## [Text passage]
★ ★ ★ ★

This mostly works. We have three different types of descriptions/variables: - 1 part variables like ['Campus Number'] - 3 part variables like ['# Tested ', ' Reading ', ' All Students'] - 4 part variables like ['% Avg Items Correct', 'Reporting Category 4 ', ' Mathematics ', ' At-Risk Students']

That means we can use the list length to determine the order of the variable values: variable name, test subject, and student group. The fourth part reporting category is basically a modifier for the variable name so we can combine those.

By examining a single variable name, we can see that # Tested, for example, isn’t actually 122 different variables but rather a single variable with 122 permutations of test subject and student group: 61 student groups * 2 test subjects

df[df.Description.str.contains('# Tested')]

	Variable	Format_Type	Description
13	r_all_d	Numeric	# Tested -- Reading -- All Students
14	r_sexm_d	Numeric	# Tested -- Reading -- Male Students
15	r_sexf_d	Numeric	# Tested -- Reading -- Female Students
16	r_sexv_d	Numeric	# Tested -- Reading -- No Sex Info Students
17	r_ethh_d	Numeric	# Tested -- Reading -- Hispanic/Latino Students
...	...	...	...
130	m_gifn_d	Numeric	# Tested -- Mathematics -- Not Gifted/Talented Students
131	m_gifv_d	Numeric	# Tested -- Mathematics -- No Info Gifted/Talented Students
132	m_atry_d	Numeric	# Tested -- Mathematics -- At-Risk Students
133	m_atrn_d	Numeric	# Tested -- Mathematics -- Not At-Risk Students
134	m_atrv_d	Numeric	# Tested -- Mathematics -- No Info At-Risk Students

122 rows × 3 columns

Extracting the Variable Descriptors

In addition to pulling out the test subject and student group from the variable description, it will be useful to rename the columns into a common naming convention that is more human readable than the current encodings.

★ ★ ★ ★

Location annotation dataset excerpts

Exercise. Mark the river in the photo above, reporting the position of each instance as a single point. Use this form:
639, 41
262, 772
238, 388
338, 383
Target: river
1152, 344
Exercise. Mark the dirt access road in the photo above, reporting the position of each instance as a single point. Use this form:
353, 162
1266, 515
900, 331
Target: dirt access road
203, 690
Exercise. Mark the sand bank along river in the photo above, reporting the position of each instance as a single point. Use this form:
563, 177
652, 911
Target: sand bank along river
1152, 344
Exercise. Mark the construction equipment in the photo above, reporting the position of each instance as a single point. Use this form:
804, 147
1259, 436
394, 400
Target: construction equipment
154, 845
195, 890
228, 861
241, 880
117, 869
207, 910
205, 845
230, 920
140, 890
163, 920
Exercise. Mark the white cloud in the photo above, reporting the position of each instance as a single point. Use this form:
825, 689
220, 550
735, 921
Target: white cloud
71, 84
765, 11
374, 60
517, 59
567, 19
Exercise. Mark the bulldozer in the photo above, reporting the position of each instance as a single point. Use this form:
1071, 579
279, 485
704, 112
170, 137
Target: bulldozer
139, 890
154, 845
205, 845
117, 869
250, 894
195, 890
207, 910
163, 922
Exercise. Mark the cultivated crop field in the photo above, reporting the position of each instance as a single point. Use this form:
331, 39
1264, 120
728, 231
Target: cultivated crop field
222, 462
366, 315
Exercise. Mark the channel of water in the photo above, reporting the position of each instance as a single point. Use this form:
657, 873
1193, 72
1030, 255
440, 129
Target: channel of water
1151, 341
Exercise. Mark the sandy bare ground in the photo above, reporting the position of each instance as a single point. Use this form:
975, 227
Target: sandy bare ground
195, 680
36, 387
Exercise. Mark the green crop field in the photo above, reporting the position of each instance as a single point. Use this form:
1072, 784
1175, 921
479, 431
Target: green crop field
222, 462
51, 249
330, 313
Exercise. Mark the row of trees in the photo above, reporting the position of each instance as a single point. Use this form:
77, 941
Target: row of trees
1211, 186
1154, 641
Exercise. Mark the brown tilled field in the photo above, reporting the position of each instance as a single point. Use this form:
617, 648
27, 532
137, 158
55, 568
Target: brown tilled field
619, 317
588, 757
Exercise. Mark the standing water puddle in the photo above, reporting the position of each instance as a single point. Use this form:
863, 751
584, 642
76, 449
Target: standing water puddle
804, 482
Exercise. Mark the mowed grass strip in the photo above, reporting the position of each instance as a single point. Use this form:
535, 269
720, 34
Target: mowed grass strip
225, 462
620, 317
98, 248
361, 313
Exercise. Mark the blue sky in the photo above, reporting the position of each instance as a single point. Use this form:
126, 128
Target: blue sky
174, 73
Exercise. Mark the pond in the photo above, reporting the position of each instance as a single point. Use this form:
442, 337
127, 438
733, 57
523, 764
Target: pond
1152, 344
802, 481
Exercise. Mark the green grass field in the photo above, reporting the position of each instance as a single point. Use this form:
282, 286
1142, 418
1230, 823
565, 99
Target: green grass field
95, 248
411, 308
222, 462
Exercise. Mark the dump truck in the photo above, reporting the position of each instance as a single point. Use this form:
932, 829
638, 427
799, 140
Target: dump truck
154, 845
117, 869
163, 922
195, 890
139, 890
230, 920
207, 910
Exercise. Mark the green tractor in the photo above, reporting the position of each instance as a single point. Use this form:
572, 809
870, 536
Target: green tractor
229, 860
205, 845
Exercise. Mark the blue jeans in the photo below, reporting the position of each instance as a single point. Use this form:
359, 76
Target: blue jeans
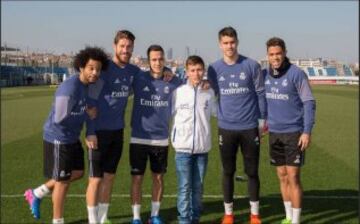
190, 170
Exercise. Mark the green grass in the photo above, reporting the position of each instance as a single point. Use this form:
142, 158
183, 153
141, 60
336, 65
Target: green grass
331, 166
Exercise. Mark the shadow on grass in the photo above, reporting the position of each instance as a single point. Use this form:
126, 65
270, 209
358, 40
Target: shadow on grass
325, 206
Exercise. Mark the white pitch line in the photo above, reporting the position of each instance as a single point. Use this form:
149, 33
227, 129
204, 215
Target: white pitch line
204, 196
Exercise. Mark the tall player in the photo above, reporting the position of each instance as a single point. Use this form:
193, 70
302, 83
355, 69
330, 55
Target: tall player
110, 98
238, 82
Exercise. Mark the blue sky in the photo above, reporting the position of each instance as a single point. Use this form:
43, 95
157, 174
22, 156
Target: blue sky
327, 29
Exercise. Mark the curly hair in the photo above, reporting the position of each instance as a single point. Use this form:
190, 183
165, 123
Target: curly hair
94, 53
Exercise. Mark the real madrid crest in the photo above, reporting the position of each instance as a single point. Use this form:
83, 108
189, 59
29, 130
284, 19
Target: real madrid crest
242, 76
284, 82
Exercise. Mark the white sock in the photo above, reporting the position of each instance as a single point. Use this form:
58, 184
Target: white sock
136, 211
102, 212
296, 215
228, 208
288, 209
58, 221
92, 214
254, 207
41, 191
155, 207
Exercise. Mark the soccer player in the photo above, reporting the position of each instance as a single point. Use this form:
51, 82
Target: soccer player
110, 96
63, 153
238, 82
291, 116
192, 107
150, 126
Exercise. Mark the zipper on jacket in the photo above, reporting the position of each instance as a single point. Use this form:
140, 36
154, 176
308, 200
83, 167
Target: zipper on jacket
195, 96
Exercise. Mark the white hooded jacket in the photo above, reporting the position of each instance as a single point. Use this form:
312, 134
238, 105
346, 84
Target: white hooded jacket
191, 110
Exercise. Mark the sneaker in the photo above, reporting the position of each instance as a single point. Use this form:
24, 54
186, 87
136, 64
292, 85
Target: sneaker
228, 219
155, 220
136, 221
34, 203
286, 221
255, 219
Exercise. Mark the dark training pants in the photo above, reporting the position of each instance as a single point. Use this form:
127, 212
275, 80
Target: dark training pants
249, 142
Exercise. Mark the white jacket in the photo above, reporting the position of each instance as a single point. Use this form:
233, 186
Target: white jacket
191, 110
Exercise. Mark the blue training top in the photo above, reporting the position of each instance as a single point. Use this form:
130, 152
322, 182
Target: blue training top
290, 103
240, 91
151, 109
67, 114
110, 95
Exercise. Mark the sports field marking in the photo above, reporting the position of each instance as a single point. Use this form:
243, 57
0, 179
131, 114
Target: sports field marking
204, 196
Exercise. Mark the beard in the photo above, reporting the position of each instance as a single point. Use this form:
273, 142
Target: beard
122, 60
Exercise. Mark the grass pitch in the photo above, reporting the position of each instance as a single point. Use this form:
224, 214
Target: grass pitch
330, 176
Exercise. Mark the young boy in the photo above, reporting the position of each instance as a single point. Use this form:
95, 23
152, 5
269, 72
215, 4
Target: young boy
191, 139
63, 153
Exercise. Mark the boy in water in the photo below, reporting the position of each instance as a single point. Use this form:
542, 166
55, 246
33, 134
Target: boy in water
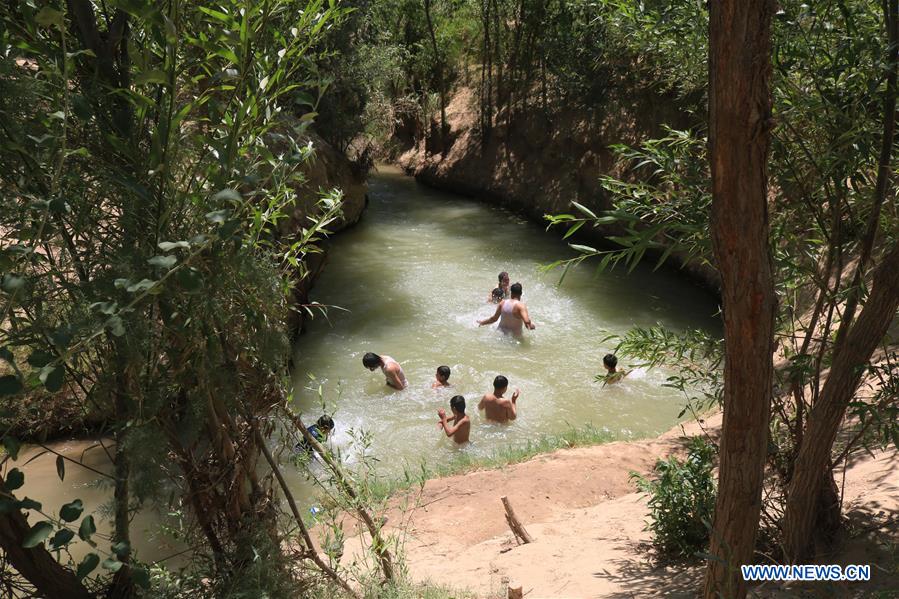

★ ★ ★ ★

## [Challenge A]
Answer these questions about the passage on variable descriptions:
(i) How many student groups make up the permutations of # Tested?
(ii) Which variable code is listed for "# Tested -- Reading -- Male Students"?
(iii) What does the passage call the fourth-part reporting category in relation to the variable name?
## [Challenge B]
List every line of the listing that contains the word "green".

## [Result A]
(i) 61
(ii) r_sexm_d
(iii) Basically a modifier for the variable name

## [Result B]
Exercise. Mark the green crop field in the photo above, reporting the position of each instance as a single point. Use this form:
Target: green crop field
Exercise. Mark the green grass field in the photo above, reporting the position of each instance as a single point. Use this form:
Target: green grass field
Exercise. Mark the green tractor in the photo above, reporting the position of each instance as a single point. Use this form:
Target: green tractor
Exercise. Mark the green grass in the photo above, reporting the position of each instance as a single point. Use this form:
Target: green grass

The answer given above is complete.